▸ **CONSIGNE**: Selon le texte sur les PME, quelle part du PIB l'industrie représente-t-elle désormais ?

▸ **TEXTE SOURCE**:
== == ==

Depuis plus de 60 ans, le tissu de Pme patrimoniales continue de se désagréger peu à peu, entraînant le délitement de nombreux territoires français et une difficulté pour l’économie française de régénérer de nouveaux champions internationaux dans des domaines où l’Etat n’a pas cru bon de devoir s’investir.

La fiscalité en matière de transmission d’entreprises a empêché la transmission des plus belles Pme françaises au sein des mêmes familles. La France ne disposant pas d’un tissu de Pme de taille suffisamment importantes pour les acquérir, ce sont souvent les plus grands groupes qui ont racheté ces entreprises familiales. Ce phénomène s’est accentué ces 20 dernières années, entraînant l’affaiblissement des territoires ; les centres de décision, et parfois les unités de production elles-mêmes, quittaient leur territoire d’origine.

L’organisation de l’Etat porte les traces de cette politique. Au sein du ministère de l’Économie, des Finances et de l’Industrie existent un ministère délégué à l’Industrie et un autre délégué au Commerce extérieur. Et puis un secrétariat d’État aux Pme, au Commerce, à l’Artisanat, aux Professions libérales et à la Consommation, qui a en charge l’essentiel de l’économie productive, la majorité des emplois et 60 millions de consommateurs, alors que le ministre de l’Industrie se consacre entièrement à 21 000 entreprises industrielles (sur 2 400 000 entreprises françaises), qui représentent moins de 10 % des salariés actifs et 4,8 % des exportations…

Pourquoi une telle focalisation sur l’industrie, célébrée dans le titre même du grand ministère, alors que celle-ci ne compte plus que pour 19 % du Pib ? L’État ne semble pas encore sorti de l’ère industrielle, et ne sait pas réellement prendre en compte les mutations économiques actuelles. Un tel déséquilibre révèle le problème majeur dont souffrent les Pme : un manque de reconnaissance de leur place essentielle dans la constitution du tissu économique et social français.

== == ==

(Entrées de pointage)

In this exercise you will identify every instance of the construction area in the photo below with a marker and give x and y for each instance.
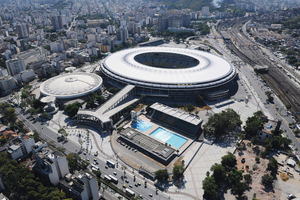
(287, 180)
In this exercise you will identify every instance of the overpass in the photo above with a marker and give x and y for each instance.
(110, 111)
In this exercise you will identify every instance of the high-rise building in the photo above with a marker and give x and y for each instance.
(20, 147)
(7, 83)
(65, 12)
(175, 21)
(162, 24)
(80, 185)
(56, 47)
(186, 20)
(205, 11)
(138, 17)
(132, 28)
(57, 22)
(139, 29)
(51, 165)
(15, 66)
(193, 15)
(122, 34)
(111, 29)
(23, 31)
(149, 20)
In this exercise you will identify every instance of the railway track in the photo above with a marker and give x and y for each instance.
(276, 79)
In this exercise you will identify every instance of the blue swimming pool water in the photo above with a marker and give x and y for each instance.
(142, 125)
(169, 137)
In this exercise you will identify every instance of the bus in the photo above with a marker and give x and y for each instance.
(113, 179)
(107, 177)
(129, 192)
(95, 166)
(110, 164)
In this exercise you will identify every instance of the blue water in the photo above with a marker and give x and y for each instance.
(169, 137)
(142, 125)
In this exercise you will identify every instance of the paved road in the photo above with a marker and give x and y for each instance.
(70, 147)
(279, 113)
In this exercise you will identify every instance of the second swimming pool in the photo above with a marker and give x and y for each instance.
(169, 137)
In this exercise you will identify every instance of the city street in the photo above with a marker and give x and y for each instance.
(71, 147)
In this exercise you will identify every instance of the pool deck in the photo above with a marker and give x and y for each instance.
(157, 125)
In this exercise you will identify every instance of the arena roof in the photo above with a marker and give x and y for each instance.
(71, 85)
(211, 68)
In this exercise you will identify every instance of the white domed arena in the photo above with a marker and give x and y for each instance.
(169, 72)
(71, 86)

== == ==

▸ **RÉPONSE ATTENDUE**: L'industrie ne compte plus que pour 19 % du PIB.